Text segment: Begin

Low-cost carrier Ryanair reported its best-ever annual profit on Monday, driven by passenger and revenue growth that offset sharply higher operating costs. However, the airline warned of a weaker pricing environment in the current quarter.
The Dublin-based company announced that its profit after tax for the fiscal year ending March 2024 surged by 34% to 1.92 billion euros ($2.09 billion), while revenue increased by 25% year-on-year to 13.44 billion euros.
Ryanair served 184 million passengers, marking a 23% increase from pre-Covid levels. This rise in passenger numbers and higher fares helped the airline counter a significant rise in costs: operating costs climbed by 24% year-on-year, and the jet fuel bill increased by 32%.
The airline also revealed a 700-million-euro share buyback program. Chief Financial Officer Neil Sorahan described the program as a reflection of Ryanair’s “very strong” balance sheet.
“Our priorities have been very much: restore the pay for our people after Covid, bring in pay increases, pay down the debt,” Sorahan told “Squawk Box Europe.”
He added, “We’ve been paying down bonds, we now have 1.4 billion in gross cash at the end of the last year, and that’s why the board now have the confidence on top of the ordinary dividend program, to actually return the 700 million to shareholders.”
Ryanair’s Dublin-listed shares dropped by 0.46% in mid-morning trading, with Deutsche Bank analysts noting that recent pricing had been softer than expected.
“While the buyback is good news and shows confidence, and while [full year] ’24 is broadly in line with most parts of [full year] ’25 guide as expected, we fear the further softening of the pricing commentary for peak summer may win the day,” the analysts wrote in a note. They also mentioned that the buyback level might fall below some expectations.
During an investor presentation on Monday, Ryanair CEO Michael O’Leary suggested that the softer pricing might be attributed to a “recessionary feel” in Europe or weaker consumer sentiment.
“If we have to discount or cut fares to fill to 94% load factor in April, May, and June, then so be it,” O’Leary added. The load factor, which indicates the percentage of available seats filled, was 94% for Ryanair’s full year to 2024.
Pricing throughout the year was affected by the sudden withdrawal of Ryanair flights from several online travel agents (OTAs) in December.
Sorahan said that this move was “surprising but not unwelcome” and noted that Ryanair had since signed new agreements with several major OTAs. A positive outcome, he said, was that Ryanair was now engaging directly with more customers rather than through third parties.
Ryanair also faces challenges such as delays in deliveries of new Boeing aircraft and the grounding of numerous Airbus aircraft due to engine issues. “Capacity is going to be constrained for some time to come,” Sorahan said.

Text segment: End
Material shown: Begin

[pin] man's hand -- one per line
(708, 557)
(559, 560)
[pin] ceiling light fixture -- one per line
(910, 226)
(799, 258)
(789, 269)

Material shown: End

## Work request
Write out word for word the part of the Ryanair article from "Pricing throughout the" up to and including "through third parties.". The items have nothing to do with the Ryanair article.

## Exercise response
Pricing throughout the year was affected by the sudden withdrawal of Ryanair flights from several online travel agents (OTAs) in December.
Sorahan said that this move was “surprising but not unwelcome” and noted that Ryanair had since signed new agreements with several major OTAs. A positive outcome, he said, was that Ryanair was now engaging directly with more customers rather than through third parties.